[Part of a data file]
◆ ◆ ◆

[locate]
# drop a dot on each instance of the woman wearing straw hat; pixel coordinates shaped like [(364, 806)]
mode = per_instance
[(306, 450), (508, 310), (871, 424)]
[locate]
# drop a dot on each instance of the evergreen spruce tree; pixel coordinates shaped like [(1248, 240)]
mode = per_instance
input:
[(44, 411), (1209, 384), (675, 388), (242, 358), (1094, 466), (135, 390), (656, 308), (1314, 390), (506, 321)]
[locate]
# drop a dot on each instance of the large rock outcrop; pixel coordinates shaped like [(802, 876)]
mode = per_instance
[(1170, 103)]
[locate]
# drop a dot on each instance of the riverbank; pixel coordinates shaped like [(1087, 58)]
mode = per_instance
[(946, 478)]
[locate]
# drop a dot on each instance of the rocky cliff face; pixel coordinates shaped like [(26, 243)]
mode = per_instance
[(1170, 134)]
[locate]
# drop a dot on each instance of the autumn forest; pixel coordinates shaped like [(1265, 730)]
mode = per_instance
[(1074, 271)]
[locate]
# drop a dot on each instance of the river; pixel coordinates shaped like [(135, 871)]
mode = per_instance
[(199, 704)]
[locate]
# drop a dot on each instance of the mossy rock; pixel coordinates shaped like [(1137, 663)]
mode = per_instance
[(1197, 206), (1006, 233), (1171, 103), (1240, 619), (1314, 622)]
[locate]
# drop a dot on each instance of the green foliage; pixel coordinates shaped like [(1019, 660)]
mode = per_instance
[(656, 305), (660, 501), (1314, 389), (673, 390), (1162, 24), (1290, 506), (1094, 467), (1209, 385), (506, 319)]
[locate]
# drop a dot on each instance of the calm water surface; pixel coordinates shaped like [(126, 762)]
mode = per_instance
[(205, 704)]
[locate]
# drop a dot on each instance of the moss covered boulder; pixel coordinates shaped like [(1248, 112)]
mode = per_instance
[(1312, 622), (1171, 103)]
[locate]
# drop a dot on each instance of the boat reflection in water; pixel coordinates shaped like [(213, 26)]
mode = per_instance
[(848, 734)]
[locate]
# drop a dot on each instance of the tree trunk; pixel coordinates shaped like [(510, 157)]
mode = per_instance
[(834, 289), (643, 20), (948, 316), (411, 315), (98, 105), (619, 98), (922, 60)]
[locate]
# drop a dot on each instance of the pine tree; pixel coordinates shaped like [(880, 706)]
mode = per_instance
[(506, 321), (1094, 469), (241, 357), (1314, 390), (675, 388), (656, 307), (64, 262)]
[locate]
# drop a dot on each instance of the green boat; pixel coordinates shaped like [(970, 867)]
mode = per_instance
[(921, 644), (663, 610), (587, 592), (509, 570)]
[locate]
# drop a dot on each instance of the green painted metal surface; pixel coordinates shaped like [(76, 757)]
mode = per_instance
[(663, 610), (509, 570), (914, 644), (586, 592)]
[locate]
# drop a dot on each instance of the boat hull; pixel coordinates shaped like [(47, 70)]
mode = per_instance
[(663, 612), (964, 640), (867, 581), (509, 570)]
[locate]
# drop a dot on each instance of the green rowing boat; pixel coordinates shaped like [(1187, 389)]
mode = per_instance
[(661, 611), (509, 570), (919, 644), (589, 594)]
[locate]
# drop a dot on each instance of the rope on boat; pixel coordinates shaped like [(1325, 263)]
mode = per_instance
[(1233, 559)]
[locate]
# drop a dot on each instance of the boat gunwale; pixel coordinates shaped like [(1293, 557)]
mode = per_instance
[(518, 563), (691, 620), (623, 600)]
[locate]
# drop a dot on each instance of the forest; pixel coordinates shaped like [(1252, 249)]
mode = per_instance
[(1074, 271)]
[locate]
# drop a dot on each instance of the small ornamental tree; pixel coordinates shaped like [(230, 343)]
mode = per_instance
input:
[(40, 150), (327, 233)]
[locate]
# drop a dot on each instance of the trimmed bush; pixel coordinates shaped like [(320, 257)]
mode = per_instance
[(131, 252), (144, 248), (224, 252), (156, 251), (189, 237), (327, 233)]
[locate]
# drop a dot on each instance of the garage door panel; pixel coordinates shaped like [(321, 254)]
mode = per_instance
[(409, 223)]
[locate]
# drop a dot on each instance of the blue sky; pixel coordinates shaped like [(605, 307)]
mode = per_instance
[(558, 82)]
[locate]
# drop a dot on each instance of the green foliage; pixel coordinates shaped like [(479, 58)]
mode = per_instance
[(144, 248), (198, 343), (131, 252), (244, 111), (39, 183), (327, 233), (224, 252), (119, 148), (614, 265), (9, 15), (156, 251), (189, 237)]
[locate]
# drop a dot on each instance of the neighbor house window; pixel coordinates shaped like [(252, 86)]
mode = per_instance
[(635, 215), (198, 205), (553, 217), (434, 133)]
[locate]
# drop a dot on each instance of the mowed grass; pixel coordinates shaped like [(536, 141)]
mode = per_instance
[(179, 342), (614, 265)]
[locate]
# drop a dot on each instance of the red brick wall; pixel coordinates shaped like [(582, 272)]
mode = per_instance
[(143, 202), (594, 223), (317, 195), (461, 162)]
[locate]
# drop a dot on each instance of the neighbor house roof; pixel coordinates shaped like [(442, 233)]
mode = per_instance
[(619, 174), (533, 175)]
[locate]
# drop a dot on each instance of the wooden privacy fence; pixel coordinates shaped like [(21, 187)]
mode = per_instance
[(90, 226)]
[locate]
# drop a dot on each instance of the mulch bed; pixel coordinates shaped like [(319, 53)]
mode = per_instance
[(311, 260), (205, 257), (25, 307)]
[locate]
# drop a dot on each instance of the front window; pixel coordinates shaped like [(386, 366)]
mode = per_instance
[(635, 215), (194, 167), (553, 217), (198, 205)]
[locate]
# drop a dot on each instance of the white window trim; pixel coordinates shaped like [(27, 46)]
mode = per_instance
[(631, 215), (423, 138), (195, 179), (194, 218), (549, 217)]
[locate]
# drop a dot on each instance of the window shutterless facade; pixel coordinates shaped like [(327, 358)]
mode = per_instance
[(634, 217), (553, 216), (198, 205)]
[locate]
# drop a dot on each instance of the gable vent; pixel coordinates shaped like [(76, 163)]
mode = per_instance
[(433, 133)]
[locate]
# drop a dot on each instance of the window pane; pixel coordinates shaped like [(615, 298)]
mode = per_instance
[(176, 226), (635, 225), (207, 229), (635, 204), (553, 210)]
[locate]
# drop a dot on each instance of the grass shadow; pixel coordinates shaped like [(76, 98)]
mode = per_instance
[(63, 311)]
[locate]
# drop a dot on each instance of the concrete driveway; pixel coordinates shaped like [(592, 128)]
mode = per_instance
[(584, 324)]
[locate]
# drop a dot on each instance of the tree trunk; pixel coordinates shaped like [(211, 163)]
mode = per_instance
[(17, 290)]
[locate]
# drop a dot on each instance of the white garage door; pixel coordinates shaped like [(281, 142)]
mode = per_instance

◆ ◆ ◆

What you should do: Reproduce each entry word for word.

Solution to this problem:
[locate]
# drop a dot on each instance of the woman wearing straw hat; pixel coordinates shaped like [(364, 806)]
mode = per_instance
[(306, 450), (508, 310), (871, 424)]
[locate]
# drop a dot on each instance of the evergreen spruce tree; pixel coordinates shaped like [(1248, 240)]
mode = per_instance
input:
[(44, 411), (1209, 384), (675, 388), (242, 358), (1094, 466), (135, 390), (656, 308), (1314, 390), (506, 321)]
[locate]
# drop a dot on each instance of the large rock outcrop; pixel coordinates shaped like [(802, 876)]
mode = per_instance
[(1170, 103)]
[locate]
# drop a dot on each instance of the riverbank; pixel coordinates shaped like [(1087, 58)]
mode = per_instance
[(946, 478)]
[locate]
# drop a dot on each instance of the rocky cliff face; pixel coordinates shaped like [(26, 243)]
mode = per_instance
[(1170, 134)]
[locate]
# drop a dot on each instance of the autumn forest; pixel coordinates shaped like [(1265, 730)]
mode = per_instance
[(1074, 271)]
[locate]
# drop a dot on each instance of the river; pixel coordinates shaped like [(135, 871)]
mode = per_instance
[(199, 704)]
[locate]
# drop a dot on each instance of the mossy rock; pixel coordinates shaped like [(1137, 663)]
mode = per_instance
[(1197, 206), (1006, 233), (1171, 103), (1240, 619), (1314, 622)]
[locate]
# drop a dot on each instance of the green foliage; pixel coordinates shaped like [(1019, 660)]
mode = per_instance
[(656, 305), (660, 501), (1314, 389), (673, 390), (1162, 24), (1290, 506), (1094, 467), (1209, 385), (506, 319)]
[locate]
# drop a dot on each instance of the calm water surface; pixel coordinates shaped like [(126, 762)]
mode = per_instance
[(205, 704)]
[locate]
# drop a dot on each instance of the moss covered boulder; pixel coordinates shaped like [(1248, 112)]
mode = per_instance
[(1312, 622), (1171, 103)]
[locate]
# drop a dot on each instance of the boat reflection in water; pixel coordinates shaped like [(213, 26)]
mode = per_instance
[(848, 734)]
[locate]
# drop a dot on each instance of the tree trunk; pixel coordinates shaped like [(510, 157)]
mode = per_instance
[(834, 289), (643, 20), (948, 316), (411, 315), (98, 105), (619, 98), (922, 60)]
[locate]
# drop a dot on each instance of the pine tree; pixel coordinates shaped like [(880, 706)]
mode = per_instance
[(506, 321), (1094, 469), (241, 357), (1314, 390), (675, 388), (656, 307), (64, 262)]
[locate]
# drop a dot on each instance of the green boat; pixel coordinates shaped like [(970, 867)]
mode = per_instance
[(921, 644), (663, 610), (587, 592), (509, 570)]
[locate]
# drop a dot on each instance of the green painted metal surface; pixel coordinates shaped like [(76, 757)]
mode = per_instance
[(663, 610), (509, 570), (914, 644), (586, 592)]
[locate]
# drop a dot on each instance of the boat hull; pixel coordinates shaped like [(47, 70)]
mode = per_instance
[(663, 612), (964, 640), (867, 581), (509, 570)]
[locate]
# drop a dot on each instance of the green rowing boat; pixel coordinates shaped like [(1187, 389)]
mode = per_instance
[(661, 611), (509, 570), (919, 644), (589, 594)]
[locate]
# drop a dot on each instance of the rope on boat; pixel coordinates shaped like [(1325, 263)]
mode = per_instance
[(1233, 559)]
[locate]
# drop a dot on each instance of the boat gunwale; pixel coordinates shaped like [(1293, 557)]
mode = per_instance
[(518, 563), (691, 620), (623, 600)]
[locate]
# drop a dot on each instance of the forest; pixel coordinates shaped like [(1252, 249)]
mode = per_instance
[(1074, 271)]
[locate]
# drop a dot on each instance of the small ornamental tree; pixel coordinates shaped like [(230, 343)]
mode = per_instance
input:
[(40, 150), (327, 233)]
[locate]
# drop a dot on each instance of the trimmed bush; pixel coordinates shaped like [(320, 257)]
mode = per_instance
[(131, 252), (144, 248), (224, 252), (156, 251), (189, 237), (327, 233)]
[locate]
# drop a dot on each instance of the garage door panel; pixel coordinates shaped like [(321, 254)]
mode = per_instance
[(409, 223)]
[locate]
# drop a dot on each instance of the blue sky; pixel coordinates shaped like [(605, 307)]
mode = per_instance
[(558, 82)]
[locate]
# drop a dot on each instance of the green foliage; pixel coordinates shaped like [(479, 58)]
mode = per_instance
[(144, 248), (198, 343), (131, 252), (244, 111), (39, 183), (327, 233), (224, 252), (119, 148), (614, 265), (9, 15), (156, 251), (189, 237)]
[locate]
# drop a dot on each instance of the neighbor house window; pixel coordinates shaped like [(252, 86)]
mode = per_instance
[(635, 215), (198, 205), (553, 217), (434, 133)]
[locate]
# drop a dot on each instance of the mowed grass; pixel coordinates shaped like [(536, 141)]
mode = per_instance
[(179, 342), (614, 265)]
[locate]
# drop a dot on each instance of the red brick wall; pixel coordinates shaped like [(582, 272)]
mode = per_instance
[(143, 202), (594, 223), (317, 195), (461, 162)]
[locate]
# drop a dot on each instance of the neighbor house roof; pixel coordinates shaped like [(442, 233)]
mode = per_instance
[(619, 174), (533, 175)]
[locate]
# drop a dot on each instance of the wooden privacy fence; pixel coordinates shaped like [(21, 187)]
mode = per_instance
[(90, 226)]
[locate]
# drop a dot on each instance of the mulch bed; pixel coordinates shaped like [(319, 53)]
mode = per_instance
[(311, 260), (205, 257), (25, 307)]
[locate]
# drop a dot on each instance of the front window; pixel coordinates shaped like [(386, 366)]
mode = per_instance
[(635, 215), (194, 167), (553, 217), (198, 205)]
[locate]
# drop a dot on each instance of the white window trim; pixel coordinates shaped like [(27, 46)]
mode = per_instance
[(631, 215), (423, 138), (195, 179), (194, 218), (549, 217)]
[locate]
# drop a dot on each instance of the window shutterless facade; pixel coordinates shaped like [(327, 358)]
mode = per_instance
[(634, 217), (553, 216), (198, 205)]
[locate]
# drop a dot on each instance of the gable vent; pixel coordinates shaped like [(76, 163)]
mode = per_instance
[(433, 133)]
[locate]
# drop a dot on each instance of the window pane; pixel coordinates shaped like [(615, 298)]
mode = per_instance
[(176, 226), (635, 225), (207, 229), (635, 204), (553, 210)]
[locate]
# drop a dot on each instance of the grass shadow; pixel coordinates shaped like [(76, 98)]
mode = per_instance
[(63, 311)]
[locate]
# drop a dot on each instance of the concrete driveway; pixel coordinates shaped like [(592, 128)]
mode = per_instance
[(584, 324)]
[locate]
# drop a dot on each instance of the tree trunk; pixel coordinates shaped like [(211, 163)]
mode = per_instance
[(17, 290)]
[locate]
# drop a dot on each instance of the white garage door; pixel coordinates shaped like [(281, 142)]
mode = per_instance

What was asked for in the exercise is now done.